• **Description of the task**: With the pictures removed, reproduce exactly the lines from the one that contains "Locate every instance of the hillside" through the last line of the entries below.

• **Data in this exercise**:
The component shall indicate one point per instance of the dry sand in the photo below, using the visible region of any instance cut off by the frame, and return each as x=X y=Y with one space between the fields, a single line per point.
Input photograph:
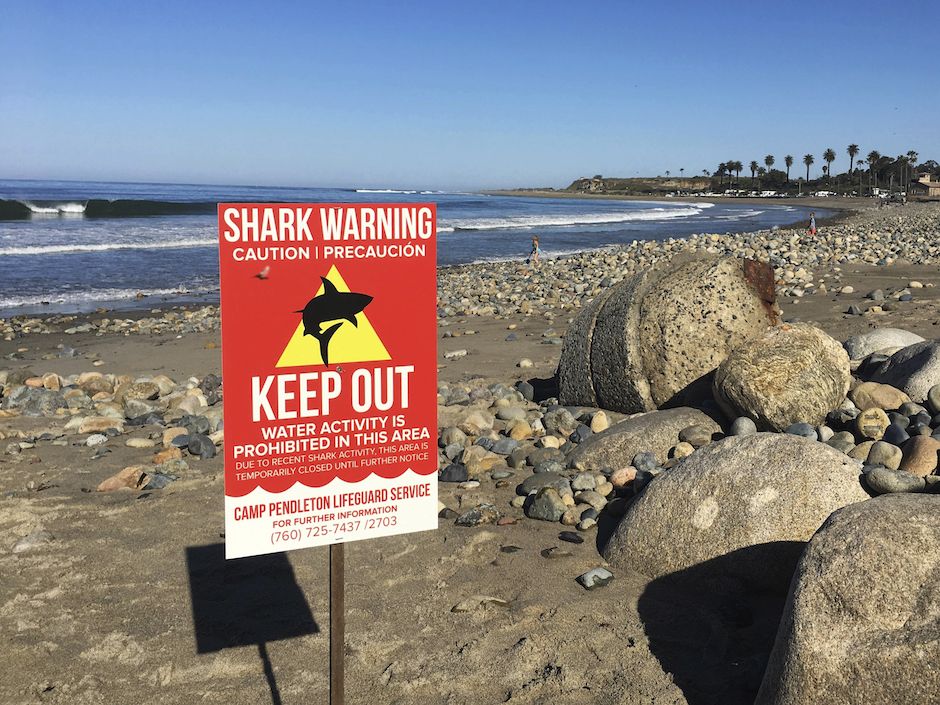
x=132 y=603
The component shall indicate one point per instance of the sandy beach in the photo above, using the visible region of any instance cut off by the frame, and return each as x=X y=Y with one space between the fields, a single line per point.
x=124 y=596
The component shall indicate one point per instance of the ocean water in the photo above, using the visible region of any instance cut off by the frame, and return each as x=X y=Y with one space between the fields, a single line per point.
x=74 y=246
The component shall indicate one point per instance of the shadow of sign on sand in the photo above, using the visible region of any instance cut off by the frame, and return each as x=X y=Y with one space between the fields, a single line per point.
x=712 y=633
x=245 y=602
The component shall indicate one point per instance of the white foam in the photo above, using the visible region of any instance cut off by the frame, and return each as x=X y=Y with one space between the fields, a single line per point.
x=104 y=247
x=57 y=209
x=543 y=221
x=80 y=297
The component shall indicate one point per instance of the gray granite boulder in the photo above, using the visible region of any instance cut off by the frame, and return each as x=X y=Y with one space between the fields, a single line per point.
x=861 y=346
x=862 y=620
x=792 y=373
x=656 y=432
x=913 y=370
x=654 y=339
x=745 y=505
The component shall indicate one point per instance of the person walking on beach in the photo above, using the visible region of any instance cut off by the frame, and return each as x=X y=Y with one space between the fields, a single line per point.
x=535 y=253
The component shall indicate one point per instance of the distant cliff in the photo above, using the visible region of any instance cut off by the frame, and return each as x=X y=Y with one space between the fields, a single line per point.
x=599 y=184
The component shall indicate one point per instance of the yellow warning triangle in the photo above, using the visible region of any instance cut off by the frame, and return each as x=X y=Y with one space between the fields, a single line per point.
x=359 y=343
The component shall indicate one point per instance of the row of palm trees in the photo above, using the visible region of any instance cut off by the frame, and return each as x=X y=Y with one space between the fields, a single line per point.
x=907 y=161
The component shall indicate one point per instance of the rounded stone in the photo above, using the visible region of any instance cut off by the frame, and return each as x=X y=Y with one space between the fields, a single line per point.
x=882 y=453
x=895 y=434
x=743 y=426
x=869 y=395
x=872 y=423
x=790 y=373
x=645 y=342
x=920 y=456
x=696 y=435
x=742 y=507
x=802 y=429
x=885 y=481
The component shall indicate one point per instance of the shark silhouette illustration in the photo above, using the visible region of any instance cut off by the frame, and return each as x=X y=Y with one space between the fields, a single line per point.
x=331 y=305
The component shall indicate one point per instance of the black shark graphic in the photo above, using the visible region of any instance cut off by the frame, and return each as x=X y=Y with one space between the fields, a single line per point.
x=331 y=305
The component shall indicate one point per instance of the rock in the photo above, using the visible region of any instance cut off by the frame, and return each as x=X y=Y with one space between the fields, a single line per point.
x=743 y=506
x=137 y=390
x=201 y=446
x=920 y=456
x=860 y=624
x=622 y=476
x=454 y=472
x=871 y=395
x=533 y=483
x=861 y=346
x=790 y=373
x=743 y=426
x=479 y=515
x=34 y=539
x=599 y=422
x=595 y=578
x=656 y=431
x=842 y=441
x=872 y=423
x=696 y=435
x=546 y=505
x=133 y=477
x=802 y=429
x=913 y=370
x=30 y=401
x=885 y=454
x=933 y=399
x=653 y=340
x=885 y=481
x=99 y=424
x=477 y=602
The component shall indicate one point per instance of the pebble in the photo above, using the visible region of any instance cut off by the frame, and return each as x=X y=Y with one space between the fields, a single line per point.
x=595 y=578
x=805 y=430
x=885 y=481
x=479 y=515
x=886 y=454
x=743 y=426
x=872 y=423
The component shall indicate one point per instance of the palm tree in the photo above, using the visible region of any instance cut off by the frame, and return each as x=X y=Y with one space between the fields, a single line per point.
x=912 y=158
x=873 y=157
x=829 y=156
x=852 y=149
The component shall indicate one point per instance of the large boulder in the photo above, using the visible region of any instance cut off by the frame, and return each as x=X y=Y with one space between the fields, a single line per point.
x=789 y=374
x=655 y=432
x=913 y=370
x=654 y=339
x=750 y=501
x=862 y=621
x=861 y=346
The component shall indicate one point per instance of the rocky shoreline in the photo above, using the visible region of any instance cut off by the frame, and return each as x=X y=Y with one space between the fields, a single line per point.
x=601 y=512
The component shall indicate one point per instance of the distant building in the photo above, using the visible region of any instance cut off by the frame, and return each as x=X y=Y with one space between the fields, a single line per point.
x=926 y=186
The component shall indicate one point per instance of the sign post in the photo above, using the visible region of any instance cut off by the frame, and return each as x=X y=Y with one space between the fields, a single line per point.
x=329 y=363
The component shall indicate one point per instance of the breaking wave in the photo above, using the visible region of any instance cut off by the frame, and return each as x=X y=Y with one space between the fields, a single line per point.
x=105 y=247
x=546 y=221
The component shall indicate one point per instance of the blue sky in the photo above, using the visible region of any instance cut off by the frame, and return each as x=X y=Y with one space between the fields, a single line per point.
x=448 y=95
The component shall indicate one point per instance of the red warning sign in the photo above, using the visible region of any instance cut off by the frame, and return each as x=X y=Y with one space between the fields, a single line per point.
x=329 y=366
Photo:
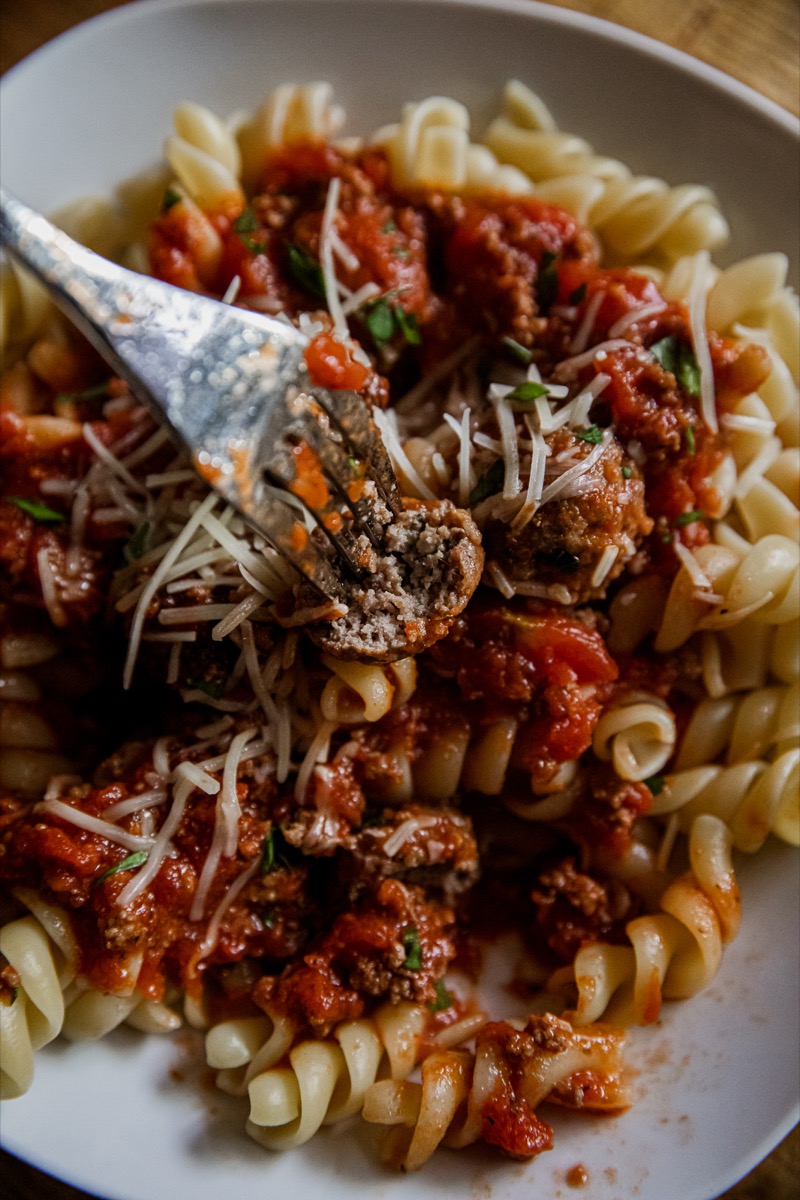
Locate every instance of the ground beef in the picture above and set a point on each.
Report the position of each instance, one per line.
(421, 845)
(564, 541)
(410, 593)
(573, 907)
(394, 945)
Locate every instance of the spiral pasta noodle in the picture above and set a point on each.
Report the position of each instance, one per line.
(290, 113)
(431, 148)
(633, 216)
(753, 798)
(458, 1090)
(40, 949)
(719, 586)
(671, 954)
(741, 726)
(637, 736)
(294, 1086)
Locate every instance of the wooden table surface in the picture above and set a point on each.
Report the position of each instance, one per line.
(757, 41)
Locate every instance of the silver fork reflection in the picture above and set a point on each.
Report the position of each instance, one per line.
(234, 389)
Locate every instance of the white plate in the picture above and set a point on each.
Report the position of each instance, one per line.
(716, 1081)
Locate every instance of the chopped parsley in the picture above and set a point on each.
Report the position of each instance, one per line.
(594, 435)
(276, 851)
(384, 321)
(488, 483)
(444, 1000)
(678, 357)
(100, 391)
(379, 319)
(413, 948)
(37, 510)
(170, 198)
(306, 270)
(690, 517)
(137, 543)
(517, 349)
(408, 325)
(527, 393)
(127, 864)
(547, 281)
(209, 687)
(269, 917)
(245, 225)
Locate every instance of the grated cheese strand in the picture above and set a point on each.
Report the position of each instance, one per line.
(157, 579)
(699, 339)
(95, 825)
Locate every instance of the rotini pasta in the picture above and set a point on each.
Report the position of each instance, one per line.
(672, 954)
(753, 798)
(635, 216)
(546, 346)
(459, 1092)
(326, 1080)
(42, 957)
(637, 736)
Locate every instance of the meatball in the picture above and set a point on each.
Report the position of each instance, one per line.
(566, 540)
(409, 594)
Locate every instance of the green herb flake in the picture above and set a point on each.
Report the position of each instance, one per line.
(275, 851)
(527, 393)
(408, 325)
(380, 322)
(690, 517)
(564, 561)
(209, 687)
(306, 270)
(594, 435)
(268, 853)
(547, 281)
(488, 483)
(127, 864)
(245, 225)
(137, 544)
(517, 349)
(37, 510)
(678, 357)
(413, 948)
(443, 1001)
(170, 198)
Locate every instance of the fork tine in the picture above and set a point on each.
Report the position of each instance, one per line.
(233, 387)
(352, 417)
(312, 465)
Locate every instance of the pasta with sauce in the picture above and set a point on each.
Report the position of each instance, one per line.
(286, 845)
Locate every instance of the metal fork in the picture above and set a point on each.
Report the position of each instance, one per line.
(234, 390)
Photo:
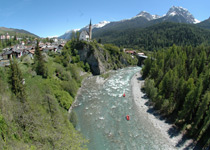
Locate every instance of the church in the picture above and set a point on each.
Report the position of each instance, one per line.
(85, 35)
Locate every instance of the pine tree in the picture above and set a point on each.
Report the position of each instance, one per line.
(16, 81)
(39, 62)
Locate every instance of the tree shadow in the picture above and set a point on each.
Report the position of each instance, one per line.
(173, 132)
(140, 79)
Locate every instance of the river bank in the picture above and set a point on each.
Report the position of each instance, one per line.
(174, 138)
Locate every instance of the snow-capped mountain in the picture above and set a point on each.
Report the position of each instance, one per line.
(67, 34)
(181, 12)
(141, 20)
(99, 25)
(147, 15)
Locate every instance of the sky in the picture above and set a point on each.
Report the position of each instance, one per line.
(55, 17)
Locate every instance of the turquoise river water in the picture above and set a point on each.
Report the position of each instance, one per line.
(102, 110)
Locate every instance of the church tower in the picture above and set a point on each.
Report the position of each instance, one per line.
(90, 30)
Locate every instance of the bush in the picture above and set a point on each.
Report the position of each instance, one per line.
(150, 89)
(64, 99)
(73, 118)
(71, 87)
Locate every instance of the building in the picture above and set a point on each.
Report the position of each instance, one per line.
(85, 35)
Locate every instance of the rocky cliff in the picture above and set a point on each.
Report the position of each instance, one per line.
(103, 57)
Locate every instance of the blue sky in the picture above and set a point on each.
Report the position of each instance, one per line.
(55, 17)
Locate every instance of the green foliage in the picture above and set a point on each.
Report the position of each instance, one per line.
(39, 62)
(16, 81)
(42, 121)
(73, 118)
(179, 77)
(150, 89)
(64, 99)
(71, 87)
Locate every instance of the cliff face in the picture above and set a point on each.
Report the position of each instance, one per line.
(101, 59)
(94, 57)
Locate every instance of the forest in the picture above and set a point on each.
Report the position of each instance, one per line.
(178, 85)
(35, 95)
(157, 36)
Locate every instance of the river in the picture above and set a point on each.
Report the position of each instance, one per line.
(102, 110)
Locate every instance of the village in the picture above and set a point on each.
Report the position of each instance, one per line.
(23, 49)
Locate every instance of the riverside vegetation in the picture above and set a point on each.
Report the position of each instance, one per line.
(36, 94)
(178, 85)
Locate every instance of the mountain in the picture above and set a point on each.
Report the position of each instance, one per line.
(147, 15)
(204, 24)
(180, 15)
(142, 20)
(20, 32)
(67, 34)
(157, 36)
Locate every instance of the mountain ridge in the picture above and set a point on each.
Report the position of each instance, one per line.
(13, 31)
(144, 19)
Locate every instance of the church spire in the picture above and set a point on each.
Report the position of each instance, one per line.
(90, 30)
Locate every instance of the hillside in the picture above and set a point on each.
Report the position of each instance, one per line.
(34, 103)
(157, 36)
(177, 84)
(19, 32)
(204, 24)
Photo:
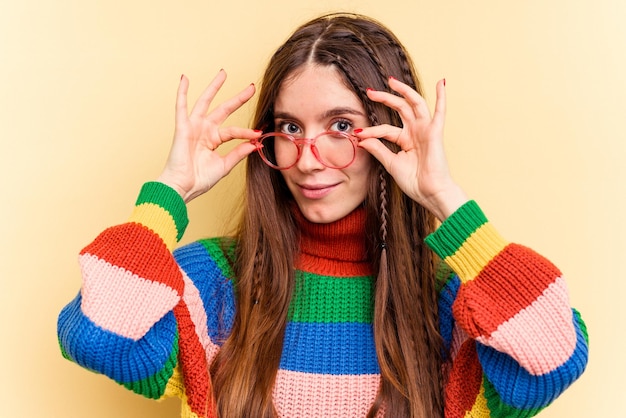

• **Result of this exercise**:
Locate every instance of the hillside in the picture above and set a point on each.
Report the position of each instance, one per line.
(34, 103)
(157, 36)
(177, 84)
(19, 32)
(204, 24)
Photo:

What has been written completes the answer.